* _EJERCICIO PROPUESTO_
Edita las líneas de los ítems que van desde el comienzo hasta la línea que contiene "[[96, 129], [106, 127], [103, 113], [84, 113], [84, 129]]", ambas incluidas, y escríbelas de nuevo sustituyendo "sofa cushion" por "couch cushion" sin alterar nada más.

* _Ítems almacenados_

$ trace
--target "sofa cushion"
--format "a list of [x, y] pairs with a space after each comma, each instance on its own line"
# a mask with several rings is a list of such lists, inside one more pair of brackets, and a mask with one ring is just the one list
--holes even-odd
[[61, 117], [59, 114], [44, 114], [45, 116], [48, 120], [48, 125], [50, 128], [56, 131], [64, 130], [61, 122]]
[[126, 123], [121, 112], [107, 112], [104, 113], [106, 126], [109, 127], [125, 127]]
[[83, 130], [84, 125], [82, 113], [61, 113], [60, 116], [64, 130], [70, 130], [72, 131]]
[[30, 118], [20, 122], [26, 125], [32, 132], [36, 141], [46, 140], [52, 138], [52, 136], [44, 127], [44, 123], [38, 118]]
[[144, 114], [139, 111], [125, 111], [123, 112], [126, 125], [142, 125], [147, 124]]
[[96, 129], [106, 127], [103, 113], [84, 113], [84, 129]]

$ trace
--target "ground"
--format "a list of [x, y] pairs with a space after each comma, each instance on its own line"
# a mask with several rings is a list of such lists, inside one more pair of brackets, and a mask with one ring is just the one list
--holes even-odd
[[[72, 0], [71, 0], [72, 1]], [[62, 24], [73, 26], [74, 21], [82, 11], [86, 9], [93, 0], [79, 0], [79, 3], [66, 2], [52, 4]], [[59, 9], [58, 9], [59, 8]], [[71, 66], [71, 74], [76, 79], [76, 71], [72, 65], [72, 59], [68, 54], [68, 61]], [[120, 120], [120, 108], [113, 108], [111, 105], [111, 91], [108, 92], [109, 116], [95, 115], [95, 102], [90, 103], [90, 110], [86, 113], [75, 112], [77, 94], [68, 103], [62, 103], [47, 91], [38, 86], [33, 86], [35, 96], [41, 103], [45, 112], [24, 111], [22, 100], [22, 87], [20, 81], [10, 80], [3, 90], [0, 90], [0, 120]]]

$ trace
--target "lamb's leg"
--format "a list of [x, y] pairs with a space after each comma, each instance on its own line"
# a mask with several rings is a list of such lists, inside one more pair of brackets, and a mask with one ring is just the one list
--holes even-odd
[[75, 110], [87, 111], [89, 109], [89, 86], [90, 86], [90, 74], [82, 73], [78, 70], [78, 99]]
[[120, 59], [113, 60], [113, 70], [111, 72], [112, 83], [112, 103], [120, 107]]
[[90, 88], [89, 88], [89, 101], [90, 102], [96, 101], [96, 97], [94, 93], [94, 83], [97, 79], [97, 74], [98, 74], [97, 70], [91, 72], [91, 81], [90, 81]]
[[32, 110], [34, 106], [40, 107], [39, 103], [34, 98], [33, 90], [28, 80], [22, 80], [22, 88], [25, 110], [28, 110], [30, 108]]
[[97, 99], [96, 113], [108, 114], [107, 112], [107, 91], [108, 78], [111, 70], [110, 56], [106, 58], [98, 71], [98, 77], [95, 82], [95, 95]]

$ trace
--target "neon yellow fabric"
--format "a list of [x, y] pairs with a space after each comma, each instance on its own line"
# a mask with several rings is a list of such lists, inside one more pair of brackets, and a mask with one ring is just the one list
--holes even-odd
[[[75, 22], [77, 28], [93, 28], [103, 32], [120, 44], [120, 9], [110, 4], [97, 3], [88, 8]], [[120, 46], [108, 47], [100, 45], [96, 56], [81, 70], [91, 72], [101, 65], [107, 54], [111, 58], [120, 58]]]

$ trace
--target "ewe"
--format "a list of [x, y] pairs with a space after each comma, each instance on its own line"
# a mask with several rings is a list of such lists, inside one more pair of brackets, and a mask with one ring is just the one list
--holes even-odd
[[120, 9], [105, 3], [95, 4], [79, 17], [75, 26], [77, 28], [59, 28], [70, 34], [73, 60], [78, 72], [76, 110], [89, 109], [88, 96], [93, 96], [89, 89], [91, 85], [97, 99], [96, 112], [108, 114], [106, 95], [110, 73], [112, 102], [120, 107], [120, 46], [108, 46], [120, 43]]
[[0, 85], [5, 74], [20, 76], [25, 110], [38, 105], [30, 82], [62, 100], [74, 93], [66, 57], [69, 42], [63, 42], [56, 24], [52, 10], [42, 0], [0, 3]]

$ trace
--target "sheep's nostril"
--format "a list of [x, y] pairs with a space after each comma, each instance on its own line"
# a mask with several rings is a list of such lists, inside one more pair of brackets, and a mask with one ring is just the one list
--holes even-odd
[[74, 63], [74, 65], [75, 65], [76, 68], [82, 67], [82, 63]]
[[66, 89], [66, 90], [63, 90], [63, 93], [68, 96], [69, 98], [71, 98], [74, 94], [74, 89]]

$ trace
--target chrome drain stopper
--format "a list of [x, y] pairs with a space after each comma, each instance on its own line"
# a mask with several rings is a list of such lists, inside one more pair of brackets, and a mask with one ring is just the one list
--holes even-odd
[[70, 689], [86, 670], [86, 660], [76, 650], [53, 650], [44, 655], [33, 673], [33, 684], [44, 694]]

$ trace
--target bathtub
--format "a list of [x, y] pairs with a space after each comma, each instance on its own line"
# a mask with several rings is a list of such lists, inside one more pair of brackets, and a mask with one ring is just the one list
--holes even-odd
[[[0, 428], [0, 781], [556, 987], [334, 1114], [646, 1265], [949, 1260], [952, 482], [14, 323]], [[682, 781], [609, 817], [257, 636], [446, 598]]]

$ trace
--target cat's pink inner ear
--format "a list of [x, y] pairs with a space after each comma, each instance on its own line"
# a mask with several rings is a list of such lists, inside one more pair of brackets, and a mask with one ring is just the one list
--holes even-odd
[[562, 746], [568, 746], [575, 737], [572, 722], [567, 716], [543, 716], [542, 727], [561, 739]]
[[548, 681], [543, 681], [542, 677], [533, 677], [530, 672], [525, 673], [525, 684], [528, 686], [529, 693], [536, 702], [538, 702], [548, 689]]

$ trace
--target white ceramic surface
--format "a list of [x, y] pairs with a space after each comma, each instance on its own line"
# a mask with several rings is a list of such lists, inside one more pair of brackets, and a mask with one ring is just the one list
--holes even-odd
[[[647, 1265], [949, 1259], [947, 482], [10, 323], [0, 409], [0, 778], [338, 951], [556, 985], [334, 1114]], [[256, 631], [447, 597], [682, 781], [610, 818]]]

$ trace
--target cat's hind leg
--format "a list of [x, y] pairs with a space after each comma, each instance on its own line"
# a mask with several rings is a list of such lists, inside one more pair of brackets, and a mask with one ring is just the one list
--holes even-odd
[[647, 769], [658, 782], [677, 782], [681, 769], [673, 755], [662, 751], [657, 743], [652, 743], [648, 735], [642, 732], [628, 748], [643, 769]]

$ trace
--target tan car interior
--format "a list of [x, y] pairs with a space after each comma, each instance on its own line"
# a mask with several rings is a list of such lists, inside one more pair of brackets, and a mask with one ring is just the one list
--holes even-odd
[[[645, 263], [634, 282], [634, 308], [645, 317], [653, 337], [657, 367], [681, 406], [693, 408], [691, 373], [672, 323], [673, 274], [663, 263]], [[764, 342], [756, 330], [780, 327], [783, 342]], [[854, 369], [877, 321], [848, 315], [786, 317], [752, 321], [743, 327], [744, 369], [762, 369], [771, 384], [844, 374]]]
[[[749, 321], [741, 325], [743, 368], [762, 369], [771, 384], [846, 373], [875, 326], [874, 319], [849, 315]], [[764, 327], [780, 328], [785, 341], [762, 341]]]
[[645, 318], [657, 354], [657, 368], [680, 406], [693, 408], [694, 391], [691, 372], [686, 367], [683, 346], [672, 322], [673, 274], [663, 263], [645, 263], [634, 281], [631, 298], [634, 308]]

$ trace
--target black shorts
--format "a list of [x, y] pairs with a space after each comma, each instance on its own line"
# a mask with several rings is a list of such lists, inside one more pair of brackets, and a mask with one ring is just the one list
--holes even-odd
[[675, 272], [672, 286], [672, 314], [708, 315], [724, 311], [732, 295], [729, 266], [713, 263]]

* _RESPUESTA DEL EJERCICIO_
$ trace
--target "couch cushion"
--format "a list of [x, y] pairs with a space after each comma, each instance on its own line"
# a mask with several rings is a list of such lists, inside one more pair of brackets, and a mask with one ring is just the one list
--holes even-odd
[[61, 117], [59, 114], [44, 114], [45, 116], [48, 120], [48, 125], [50, 128], [56, 131], [64, 130], [61, 122]]
[[126, 123], [121, 112], [107, 112], [104, 113], [106, 126], [109, 127], [125, 127]]
[[83, 130], [84, 125], [82, 113], [61, 113], [60, 116], [64, 130], [70, 130], [72, 131]]
[[30, 118], [20, 122], [26, 125], [32, 132], [36, 141], [46, 140], [52, 138], [52, 136], [44, 127], [44, 123], [38, 118]]
[[144, 114], [139, 111], [125, 111], [123, 112], [126, 125], [142, 125], [147, 124]]
[[96, 129], [106, 127], [103, 113], [84, 113], [84, 129]]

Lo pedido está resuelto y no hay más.